Directions for this task → Pictures should be excluded; otherwise, copy every entry exactly.

Point annotation dataset records
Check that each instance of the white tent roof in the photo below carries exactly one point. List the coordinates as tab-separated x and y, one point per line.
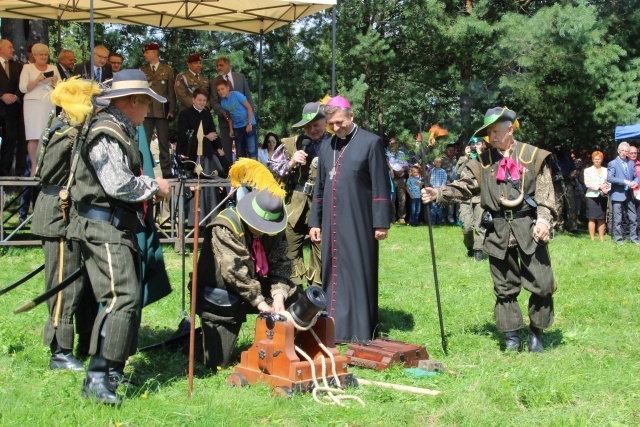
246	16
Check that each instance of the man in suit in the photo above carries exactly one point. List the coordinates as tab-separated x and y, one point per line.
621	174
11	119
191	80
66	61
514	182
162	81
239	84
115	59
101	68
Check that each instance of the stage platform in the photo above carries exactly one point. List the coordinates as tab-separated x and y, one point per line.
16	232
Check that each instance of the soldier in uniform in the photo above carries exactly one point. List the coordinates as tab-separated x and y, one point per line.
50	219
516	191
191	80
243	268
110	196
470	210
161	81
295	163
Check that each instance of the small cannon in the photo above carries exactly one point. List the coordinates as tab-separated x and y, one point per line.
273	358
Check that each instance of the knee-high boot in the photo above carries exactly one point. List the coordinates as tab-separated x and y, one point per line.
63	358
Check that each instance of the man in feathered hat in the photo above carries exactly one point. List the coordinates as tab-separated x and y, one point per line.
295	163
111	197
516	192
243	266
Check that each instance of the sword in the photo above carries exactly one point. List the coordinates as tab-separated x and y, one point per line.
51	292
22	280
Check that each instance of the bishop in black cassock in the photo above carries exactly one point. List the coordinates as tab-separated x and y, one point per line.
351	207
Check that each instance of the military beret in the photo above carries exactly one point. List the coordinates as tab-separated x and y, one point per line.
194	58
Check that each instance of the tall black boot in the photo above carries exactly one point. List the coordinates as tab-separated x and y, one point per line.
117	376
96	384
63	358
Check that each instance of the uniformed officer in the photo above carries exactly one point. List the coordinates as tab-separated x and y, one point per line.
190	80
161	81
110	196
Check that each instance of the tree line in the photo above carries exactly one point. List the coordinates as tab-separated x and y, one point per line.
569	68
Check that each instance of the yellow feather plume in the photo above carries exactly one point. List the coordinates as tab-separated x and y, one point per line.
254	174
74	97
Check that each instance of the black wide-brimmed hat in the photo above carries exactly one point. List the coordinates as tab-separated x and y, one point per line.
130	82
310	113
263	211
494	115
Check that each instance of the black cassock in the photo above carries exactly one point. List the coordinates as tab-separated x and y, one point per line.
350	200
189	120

Expected answer →
Check that each instance of the white tent roof in the photo below carries exactly one point. List the coordinates as tab-separated x and y, one point per line.
246	16
Check that each instance of the man in suit in the photo above carries exactly one point. List the coordinates as tab-separated x and y, one point per line.
621	174
11	119
191	80
66	61
514	182
162	81
239	84
115	59
101	68
Check that each instance of the stage platform in the photo above carries exactly one point. List the coordinates as tab-separated x and y, one point per line.
16	232
Check that each instance of the soldier in uniform in the photo above carries exactly one point. List the coordinates as tab-separated x and y, one point per line.
50	219
516	191
191	80
243	268
110	196
470	210
161	81
295	163
Check that each instance of the small cannon in the photo above carries exactly one point. List the coordinates as tab-separated x and y, one point per line.
273	358
Check that each instance of the knee-high boot in the photo above carries exactly one point. List the coordinates as tab-separated x and y, one point per line.
63	358
Check that each instance of the man in feathered hat in the photo above carries exactly one point. List the coordinates as tab-separated x and y, one point per line.
295	163
111	197
516	192
243	266
Check that each instance of the sword in the photo above carries exactly one point. List the coordinates as tab-separated x and y, one point per line.
51	292
22	280
Check that each instance of the bishop in black cassock in the photo above carries exactly one point. List the coordinates as tab-separated x and y, one point per line.
351	207
Check that each instance of the military beret in the photo above carries exactly one point. List the coordinates as tab-separated x and y, one point per line.
194	58
Check that each instance of the tall black boot in the photo above carries exactly one point. List the coordinates as tab-separated x and y, one point per line.
117	376
96	384
63	358
Check that each instance of the uniformed officer in the photo above carries exactly one point. List the coordinates as tab-separated x and y, one point per line.
190	80
161	81
110	196
Check that each instance of the tree line in the photo above carries exactly one point. List the coordinates as tab-separated x and y, one point per line.
569	68
Check that each instance of the yellow feather plume in the photo above carries exactly one point. List the coordinates as tab-separated x and y, one point per line.
254	174
74	97
Check that each instance of the black wide-brimmed hat in the photo above carries exactly one point. List the coordinates as tab-separated x and y, one point per line.
130	82
310	113
263	211
494	115
Check that each instance of the black cassock in the photo above carries exactly one point. List the coordinates as tab-separated x and y, one point per line.
350	200
189	120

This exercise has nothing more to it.